▸ Consegna 1:
Copia dal testo sullo Spirito tutto ciò che va da "Lo Spirito: questo" fino a "il pensiero umano.", estremi compresi.
▸ Consegna 2:
Aggiorna le righe dei record che vanno da quella contenente "spot: dry sand => coords" fino alla fine dei record, estremi compresi. Sostituisci "JSON array" con "JSON list", lascia invariato tutto il resto e riporta solo queste righe.

▸ Testo fornito:
Lo Spirito: questo sconosciuto
Carlo Scirocchi
Si fa un gran parlare e scrivere, a vari livelli, di Spirito e
spiritualità. E’ da poco terminato l’anno giubilare che ha
riempito le chiese di pellegrini e le pagine dei giornali con le
cronache sui riti e i raduni‘spirituali’. Ogni tanto compare in
libreria qualche sontuoso scritto filosofico sulla ‘morte’ o sulla
‘vitalità’ di Dio. Ma veramente possiamo affermare che questo‘Spirito’
sia un ‘oggetto’ conosciuto dall’uomo della strada e dagli
intellettuali?
Innanzi tutto fermiamoci un momento ad osservare il pensiero umano.
Non c’è dubbio che il normale vivere quotidiano, con le sue leggi
economiche e di mercato, con i suoi meccanismi di convenienza e di
tornaconto, con i suoi ingranaggi di opportunismo e mondanità, poggi
sul pensiero logico. Io ti do questo in cambio di quello, portare le
borse di qualcuno mi fa guadagnare tot, se entro in chiesa attraverso
una certa porta, compio un certo itinerario, recito x preghiere alla
fine riscuoto il perdono, e così via.

Va tutto bene: il pensiero logico e lineare è
prerogativa di tutte le specie viventi superiori. Il gatto si presenta
alla tale ora perché sa che si aprirà una porta e apparirà un
piatto con i croccantini, il lupo segue certe tracce perché sa che lo
condurranno a incrociare qualche pecora, gli storni riempiono alla
sera gli alberi della città perché sanno che sono nel luogo più
sicuro, e mediamente più caldo, della campagna. Hanno fatto alcune
esperienze e hanno tratto le loro conclusioni.
Purtroppo per gli imitatori degli animali, l’essere umano è una
specie vivente che possiede un sistema cerebrale un po’ più
complicato, a detta degli stessi filosofi e ministri della Fede. È
dotato, come insegnano i neurologi, di aree preposte all’assolvimento
di altre funzioni rispetto al modello lineare. Per esempio, realizzare
opere di valore estetico, provare ed esprimere sentimenti, realizzare
progetti partendo dal nulla e proiettandosi nel tempo sono tutte
qualità che di lineare e di logico, nel senso della coerenza
sequenziale del ragionamento, hanno ben poco.

▸ Elenco:
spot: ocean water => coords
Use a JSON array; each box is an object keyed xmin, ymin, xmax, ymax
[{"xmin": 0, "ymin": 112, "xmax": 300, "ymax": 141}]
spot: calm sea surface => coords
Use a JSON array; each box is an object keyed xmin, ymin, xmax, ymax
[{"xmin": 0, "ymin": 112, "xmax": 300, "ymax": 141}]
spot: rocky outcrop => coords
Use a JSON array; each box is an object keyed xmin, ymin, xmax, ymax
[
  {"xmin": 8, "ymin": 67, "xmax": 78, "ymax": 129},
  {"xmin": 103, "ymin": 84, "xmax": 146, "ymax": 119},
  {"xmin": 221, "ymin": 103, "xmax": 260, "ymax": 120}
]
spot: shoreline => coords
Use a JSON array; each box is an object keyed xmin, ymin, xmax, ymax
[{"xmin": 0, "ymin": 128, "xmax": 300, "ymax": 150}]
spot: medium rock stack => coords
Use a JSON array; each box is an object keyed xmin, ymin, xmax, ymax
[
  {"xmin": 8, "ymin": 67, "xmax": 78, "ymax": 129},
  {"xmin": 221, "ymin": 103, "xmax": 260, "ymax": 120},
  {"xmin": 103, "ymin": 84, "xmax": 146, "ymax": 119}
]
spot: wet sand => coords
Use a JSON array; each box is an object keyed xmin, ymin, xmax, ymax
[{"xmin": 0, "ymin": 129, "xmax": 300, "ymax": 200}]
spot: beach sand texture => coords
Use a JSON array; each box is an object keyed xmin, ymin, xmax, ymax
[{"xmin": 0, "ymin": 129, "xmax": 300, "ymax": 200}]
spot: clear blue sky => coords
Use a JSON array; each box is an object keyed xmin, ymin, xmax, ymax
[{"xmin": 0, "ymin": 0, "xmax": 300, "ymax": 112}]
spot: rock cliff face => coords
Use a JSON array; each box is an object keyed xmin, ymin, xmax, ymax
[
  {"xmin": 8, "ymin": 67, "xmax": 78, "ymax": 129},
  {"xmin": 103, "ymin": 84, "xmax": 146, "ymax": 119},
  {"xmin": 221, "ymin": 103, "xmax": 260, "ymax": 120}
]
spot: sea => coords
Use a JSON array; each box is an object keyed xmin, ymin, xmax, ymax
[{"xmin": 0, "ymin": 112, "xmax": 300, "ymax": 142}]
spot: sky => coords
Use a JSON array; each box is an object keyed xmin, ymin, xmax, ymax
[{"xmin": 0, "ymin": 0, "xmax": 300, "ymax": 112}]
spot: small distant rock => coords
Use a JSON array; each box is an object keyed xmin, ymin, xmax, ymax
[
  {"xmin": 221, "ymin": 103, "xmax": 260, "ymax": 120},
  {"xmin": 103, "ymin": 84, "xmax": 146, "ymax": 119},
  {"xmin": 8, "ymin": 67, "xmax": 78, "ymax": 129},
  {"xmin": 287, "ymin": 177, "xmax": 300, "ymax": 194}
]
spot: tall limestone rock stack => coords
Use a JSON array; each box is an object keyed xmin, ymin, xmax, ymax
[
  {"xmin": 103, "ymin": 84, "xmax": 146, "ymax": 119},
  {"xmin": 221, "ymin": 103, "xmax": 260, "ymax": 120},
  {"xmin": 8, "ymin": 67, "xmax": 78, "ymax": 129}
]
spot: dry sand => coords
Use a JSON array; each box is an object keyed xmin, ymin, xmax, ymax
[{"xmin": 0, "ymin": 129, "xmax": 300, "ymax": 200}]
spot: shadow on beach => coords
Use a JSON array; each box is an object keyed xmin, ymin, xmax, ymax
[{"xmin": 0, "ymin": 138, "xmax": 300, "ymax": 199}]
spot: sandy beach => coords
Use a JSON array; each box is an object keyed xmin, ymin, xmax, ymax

▸ Risposta scritta 1:
Lo Spirito: questo sconosciuto
Carlo Scirocchi
Si fa un gran parlare e scrivere, a vari livelli, di Spirito e
spiritualità. E’ da poco terminato l’anno giubilare che ha
riempito le chiese di pellegrini e le pagine dei giornali con le
cronache sui riti e i raduni‘spirituali’. Ogni tanto compare in
libreria qualche sontuoso scritto filosofico sulla ‘morte’ o sulla
‘vitalità’ di Dio. Ma veramente possiamo affermare che questo‘Spirito’
sia un ‘oggetto’ conosciuto dall’uomo della strada e dagli
intellettuali?
Innanzi tutto fermiamoci un momento ad osservare il pensiero umano.

▸ Risposta scritta 2:
spot: dry sand => coords
Use a JSON list; each box is an object keyed xmin, ymin, xmax, ymax
[{"xmin": 0, "ymin": 129, "xmax": 300, "ymax": 200}]
spot: shadow on beach => coords
Use a JSON list; each box is an object keyed xmin, ymin, xmax, ymax
[{"xmin": 0, "ymin": 138, "xmax": 300, "ymax": 199}]
spot: sandy beach => coords
Use a JSON list; each box is an object keyed xmin, ymin, xmax, ymax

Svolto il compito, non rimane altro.